— begin —

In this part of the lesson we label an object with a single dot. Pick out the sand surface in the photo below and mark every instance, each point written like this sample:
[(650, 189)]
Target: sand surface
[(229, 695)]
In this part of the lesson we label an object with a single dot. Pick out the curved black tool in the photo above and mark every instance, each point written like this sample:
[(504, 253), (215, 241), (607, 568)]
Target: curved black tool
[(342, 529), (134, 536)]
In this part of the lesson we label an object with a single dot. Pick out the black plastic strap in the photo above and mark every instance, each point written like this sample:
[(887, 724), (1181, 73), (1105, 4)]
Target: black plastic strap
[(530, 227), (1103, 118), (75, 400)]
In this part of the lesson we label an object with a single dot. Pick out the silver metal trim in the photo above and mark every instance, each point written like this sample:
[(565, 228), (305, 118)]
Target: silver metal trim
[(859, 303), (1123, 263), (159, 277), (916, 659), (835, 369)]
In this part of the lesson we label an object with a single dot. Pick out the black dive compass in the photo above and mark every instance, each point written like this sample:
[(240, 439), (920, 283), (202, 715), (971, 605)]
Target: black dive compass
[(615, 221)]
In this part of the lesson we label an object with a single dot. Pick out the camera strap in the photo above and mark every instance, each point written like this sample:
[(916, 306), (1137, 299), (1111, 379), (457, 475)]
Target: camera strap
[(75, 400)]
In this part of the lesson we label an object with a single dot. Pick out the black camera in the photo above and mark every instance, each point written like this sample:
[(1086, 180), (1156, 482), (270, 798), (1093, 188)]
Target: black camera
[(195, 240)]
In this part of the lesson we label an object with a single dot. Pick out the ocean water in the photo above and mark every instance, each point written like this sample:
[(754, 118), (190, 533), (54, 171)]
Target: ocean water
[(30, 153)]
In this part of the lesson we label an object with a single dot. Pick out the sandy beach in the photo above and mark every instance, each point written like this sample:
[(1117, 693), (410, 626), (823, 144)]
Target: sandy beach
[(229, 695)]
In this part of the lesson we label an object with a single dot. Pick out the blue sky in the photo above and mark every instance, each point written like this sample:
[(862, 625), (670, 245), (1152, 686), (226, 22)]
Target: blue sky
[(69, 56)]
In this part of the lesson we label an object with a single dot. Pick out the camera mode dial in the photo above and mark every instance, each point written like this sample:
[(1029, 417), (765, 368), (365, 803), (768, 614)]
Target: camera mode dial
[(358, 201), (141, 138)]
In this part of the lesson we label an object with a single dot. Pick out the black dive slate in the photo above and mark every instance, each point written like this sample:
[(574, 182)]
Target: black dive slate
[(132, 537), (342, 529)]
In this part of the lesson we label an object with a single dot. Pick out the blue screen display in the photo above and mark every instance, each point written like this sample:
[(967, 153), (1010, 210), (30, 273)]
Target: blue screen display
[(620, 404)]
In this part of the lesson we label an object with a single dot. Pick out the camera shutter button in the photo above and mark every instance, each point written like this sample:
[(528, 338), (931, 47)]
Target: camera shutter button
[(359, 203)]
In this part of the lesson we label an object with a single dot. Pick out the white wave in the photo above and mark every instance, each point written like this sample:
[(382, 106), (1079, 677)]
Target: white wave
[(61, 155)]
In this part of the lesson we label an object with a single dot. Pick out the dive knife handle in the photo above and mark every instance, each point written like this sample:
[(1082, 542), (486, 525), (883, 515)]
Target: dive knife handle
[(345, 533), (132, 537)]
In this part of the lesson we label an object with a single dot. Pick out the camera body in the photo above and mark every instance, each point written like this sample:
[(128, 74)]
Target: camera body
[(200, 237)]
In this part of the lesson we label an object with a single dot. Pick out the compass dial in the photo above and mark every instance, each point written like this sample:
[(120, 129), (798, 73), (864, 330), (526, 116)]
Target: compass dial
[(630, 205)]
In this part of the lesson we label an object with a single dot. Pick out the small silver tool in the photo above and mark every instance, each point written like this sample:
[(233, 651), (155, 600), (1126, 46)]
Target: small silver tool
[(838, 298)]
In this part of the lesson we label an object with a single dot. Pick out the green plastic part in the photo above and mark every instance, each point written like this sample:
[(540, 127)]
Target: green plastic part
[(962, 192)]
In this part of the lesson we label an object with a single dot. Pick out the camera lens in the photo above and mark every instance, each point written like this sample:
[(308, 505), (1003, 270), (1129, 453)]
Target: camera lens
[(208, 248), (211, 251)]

— end —

# Goal
Copy out the items word for word, from the line that contains "the camera body" up to and including the final line of the items.

# Solution below
In this part of the lesson we label an object with a single dot. Pick out the camera body in the photo above and mark every instance, each point written like this sample:
[(128, 74)]
Target: camera body
[(200, 237)]
In this part of the lesson we label an object with a single dot. Pick out the compass dial in the photo above and mark every instance, each point written like this sample:
[(120, 129), (798, 73), (864, 330), (526, 116)]
Target: compass dial
[(630, 205)]
In this part of the lesson we label an object with a single dot. Pick out the small silver tool in the photo above and mark every instance, each point written like this sample:
[(233, 651), (155, 600), (1126, 46)]
Target: small silver tool
[(838, 298)]
In this part of the lesson we label an object with a single dot. Pick out the green plastic part in the photo above and mark every instance, each point written like this sample:
[(540, 127)]
Target: green plastic part
[(962, 192)]
In this part of the lesson we label an object with a single dot. Pick out the camera lens in the photo above and mark every instance, each point written like this sample:
[(308, 505), (1003, 270), (1129, 453)]
Target: camera lens
[(208, 248), (211, 251)]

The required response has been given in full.